▸ Task goal:
Starting at the line that holds "like [89, 27].", copy every line exactly through the end of the data, and no others.
══ Input rows ══
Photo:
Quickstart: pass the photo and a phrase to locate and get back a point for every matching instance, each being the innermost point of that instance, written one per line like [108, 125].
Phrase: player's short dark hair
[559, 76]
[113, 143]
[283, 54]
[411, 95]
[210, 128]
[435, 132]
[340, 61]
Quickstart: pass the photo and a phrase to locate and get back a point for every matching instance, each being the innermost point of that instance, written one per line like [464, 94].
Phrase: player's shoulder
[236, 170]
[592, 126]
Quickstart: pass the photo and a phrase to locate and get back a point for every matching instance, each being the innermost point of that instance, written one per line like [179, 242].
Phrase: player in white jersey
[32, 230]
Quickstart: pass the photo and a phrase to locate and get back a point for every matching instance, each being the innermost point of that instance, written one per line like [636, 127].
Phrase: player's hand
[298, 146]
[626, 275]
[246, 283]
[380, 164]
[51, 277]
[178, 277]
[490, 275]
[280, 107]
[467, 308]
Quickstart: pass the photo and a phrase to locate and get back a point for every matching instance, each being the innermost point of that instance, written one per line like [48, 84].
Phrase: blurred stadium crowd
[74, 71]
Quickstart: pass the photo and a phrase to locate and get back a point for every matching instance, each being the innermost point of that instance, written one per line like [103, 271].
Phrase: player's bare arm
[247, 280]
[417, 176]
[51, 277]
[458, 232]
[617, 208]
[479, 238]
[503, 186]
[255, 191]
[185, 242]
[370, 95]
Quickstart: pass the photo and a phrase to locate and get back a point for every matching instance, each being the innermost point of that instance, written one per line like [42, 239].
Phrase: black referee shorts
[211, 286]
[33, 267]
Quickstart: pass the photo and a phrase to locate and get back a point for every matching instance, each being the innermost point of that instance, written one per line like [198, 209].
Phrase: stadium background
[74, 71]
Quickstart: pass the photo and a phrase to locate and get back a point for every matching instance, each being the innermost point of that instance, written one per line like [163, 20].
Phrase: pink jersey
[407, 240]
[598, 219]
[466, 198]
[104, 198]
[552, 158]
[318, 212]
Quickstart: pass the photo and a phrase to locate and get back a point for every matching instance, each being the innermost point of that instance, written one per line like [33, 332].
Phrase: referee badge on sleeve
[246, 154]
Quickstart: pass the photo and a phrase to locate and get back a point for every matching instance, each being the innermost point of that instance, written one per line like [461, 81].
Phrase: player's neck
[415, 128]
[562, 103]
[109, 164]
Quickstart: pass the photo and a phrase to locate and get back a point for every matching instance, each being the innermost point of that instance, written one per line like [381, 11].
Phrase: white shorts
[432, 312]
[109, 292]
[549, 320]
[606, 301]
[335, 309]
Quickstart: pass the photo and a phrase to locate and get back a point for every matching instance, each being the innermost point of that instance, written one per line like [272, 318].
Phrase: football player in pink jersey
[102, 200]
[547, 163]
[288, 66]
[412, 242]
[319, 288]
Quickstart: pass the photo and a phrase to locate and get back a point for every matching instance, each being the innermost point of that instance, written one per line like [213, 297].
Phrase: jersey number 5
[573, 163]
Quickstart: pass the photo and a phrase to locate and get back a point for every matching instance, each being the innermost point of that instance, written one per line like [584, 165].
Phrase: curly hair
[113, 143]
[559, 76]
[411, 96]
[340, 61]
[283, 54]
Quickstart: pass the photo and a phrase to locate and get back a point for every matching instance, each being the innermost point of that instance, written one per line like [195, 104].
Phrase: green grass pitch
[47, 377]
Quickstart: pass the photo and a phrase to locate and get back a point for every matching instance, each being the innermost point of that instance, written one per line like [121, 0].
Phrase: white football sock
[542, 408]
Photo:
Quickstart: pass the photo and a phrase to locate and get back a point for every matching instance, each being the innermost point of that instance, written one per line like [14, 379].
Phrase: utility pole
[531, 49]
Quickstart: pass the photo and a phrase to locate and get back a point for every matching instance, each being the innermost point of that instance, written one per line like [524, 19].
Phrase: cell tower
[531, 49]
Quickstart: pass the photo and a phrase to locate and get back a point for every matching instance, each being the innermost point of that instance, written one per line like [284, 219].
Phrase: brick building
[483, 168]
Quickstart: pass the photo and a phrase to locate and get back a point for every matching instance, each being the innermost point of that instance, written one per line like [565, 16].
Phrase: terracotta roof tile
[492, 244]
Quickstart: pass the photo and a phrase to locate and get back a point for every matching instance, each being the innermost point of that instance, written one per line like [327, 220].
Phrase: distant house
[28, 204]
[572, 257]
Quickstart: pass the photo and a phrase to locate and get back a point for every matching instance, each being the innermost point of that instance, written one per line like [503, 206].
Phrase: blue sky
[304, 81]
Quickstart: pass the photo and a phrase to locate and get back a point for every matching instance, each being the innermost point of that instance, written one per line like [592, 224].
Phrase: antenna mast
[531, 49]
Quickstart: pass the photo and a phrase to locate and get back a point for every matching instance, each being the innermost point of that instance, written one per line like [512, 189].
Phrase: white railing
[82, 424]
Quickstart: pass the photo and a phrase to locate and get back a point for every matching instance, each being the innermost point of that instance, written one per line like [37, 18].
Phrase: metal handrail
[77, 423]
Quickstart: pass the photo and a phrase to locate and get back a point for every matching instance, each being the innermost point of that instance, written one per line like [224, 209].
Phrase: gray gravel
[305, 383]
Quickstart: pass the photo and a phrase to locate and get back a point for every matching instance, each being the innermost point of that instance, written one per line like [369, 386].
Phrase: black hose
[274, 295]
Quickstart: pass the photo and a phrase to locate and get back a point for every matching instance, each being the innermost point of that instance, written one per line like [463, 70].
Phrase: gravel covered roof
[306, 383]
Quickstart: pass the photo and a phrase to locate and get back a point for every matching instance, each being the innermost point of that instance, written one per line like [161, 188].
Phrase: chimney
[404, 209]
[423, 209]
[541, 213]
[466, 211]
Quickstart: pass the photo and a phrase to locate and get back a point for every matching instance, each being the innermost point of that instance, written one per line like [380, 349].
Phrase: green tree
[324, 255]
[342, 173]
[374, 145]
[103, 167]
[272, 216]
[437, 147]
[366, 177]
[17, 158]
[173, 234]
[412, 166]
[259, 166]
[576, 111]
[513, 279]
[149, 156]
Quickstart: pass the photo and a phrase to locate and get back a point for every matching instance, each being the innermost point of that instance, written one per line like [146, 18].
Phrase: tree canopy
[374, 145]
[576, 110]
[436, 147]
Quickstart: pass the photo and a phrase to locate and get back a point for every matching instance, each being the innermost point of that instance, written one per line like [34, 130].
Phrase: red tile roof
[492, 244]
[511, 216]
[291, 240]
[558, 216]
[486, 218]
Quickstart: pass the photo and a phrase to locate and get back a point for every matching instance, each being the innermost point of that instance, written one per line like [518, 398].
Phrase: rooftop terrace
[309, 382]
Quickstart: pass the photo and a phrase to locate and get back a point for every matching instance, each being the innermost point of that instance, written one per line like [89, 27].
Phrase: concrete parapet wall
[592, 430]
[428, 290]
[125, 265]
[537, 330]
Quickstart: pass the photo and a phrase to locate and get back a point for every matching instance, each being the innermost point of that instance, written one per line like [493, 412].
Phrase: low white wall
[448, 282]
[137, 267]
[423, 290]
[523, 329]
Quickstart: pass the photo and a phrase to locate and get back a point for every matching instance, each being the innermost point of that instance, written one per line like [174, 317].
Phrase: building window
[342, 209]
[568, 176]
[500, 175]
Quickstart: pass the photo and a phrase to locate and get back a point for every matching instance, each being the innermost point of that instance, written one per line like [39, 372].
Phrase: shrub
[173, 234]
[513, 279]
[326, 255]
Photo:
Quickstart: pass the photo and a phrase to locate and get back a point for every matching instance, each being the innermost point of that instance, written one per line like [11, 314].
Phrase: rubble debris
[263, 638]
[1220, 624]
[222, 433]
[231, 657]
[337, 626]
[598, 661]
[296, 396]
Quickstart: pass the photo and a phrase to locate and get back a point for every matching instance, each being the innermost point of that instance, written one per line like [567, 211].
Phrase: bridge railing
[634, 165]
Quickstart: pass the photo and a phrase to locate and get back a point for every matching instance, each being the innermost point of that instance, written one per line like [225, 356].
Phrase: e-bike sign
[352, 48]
═══
▸ Full solution:
Quickstart: pass the photo and a phrase to locate and get back a point for every matching instance, each being the innermost point of that instance, written one per line like [89, 27].
Phrase: concrete parapet wall
[592, 430]
[428, 290]
[125, 265]
[537, 330]
Quickstart: pass the photo and a phrase to locate and get back a point for every matching instance, each being the innermost point of that instance, written one per line like [493, 412].
Phrase: low white wall
[448, 282]
[137, 267]
[423, 290]
[523, 329]
Quickstart: pass the photo and a phrase to locate and get back a point for every matching instance, each being the innermost point of that instance, written one per line like [174, 317].
Phrase: building window
[342, 209]
[568, 176]
[500, 175]
Quickstart: pass the photo and a phrase to locate and get back a point for every matching instance, each being the innermost point of that instance, written one per line like [39, 372].
Phrase: shrub
[173, 234]
[513, 279]
[326, 255]
Photo:
Quickstart: pass the photo and a phrase to locate and get back a point for every matching instance, each being the innermost point of that instance, written one per line like [11, 314].
Phrase: rubble debris
[263, 638]
[1220, 624]
[222, 433]
[231, 657]
[337, 626]
[598, 661]
[296, 396]
Quickstart: pass the photo and a phrase to locate and get back a point for every matching instance, each being the innermost point of that instance, written one per line like [567, 211].
Phrase: bridge railing
[634, 165]
Quickstart: pass the photo and a phrase to locate and get back a point for every matching instance, each being the innermost point of that instance, written one per line like [225, 356].
Phrase: e-bike sign
[352, 48]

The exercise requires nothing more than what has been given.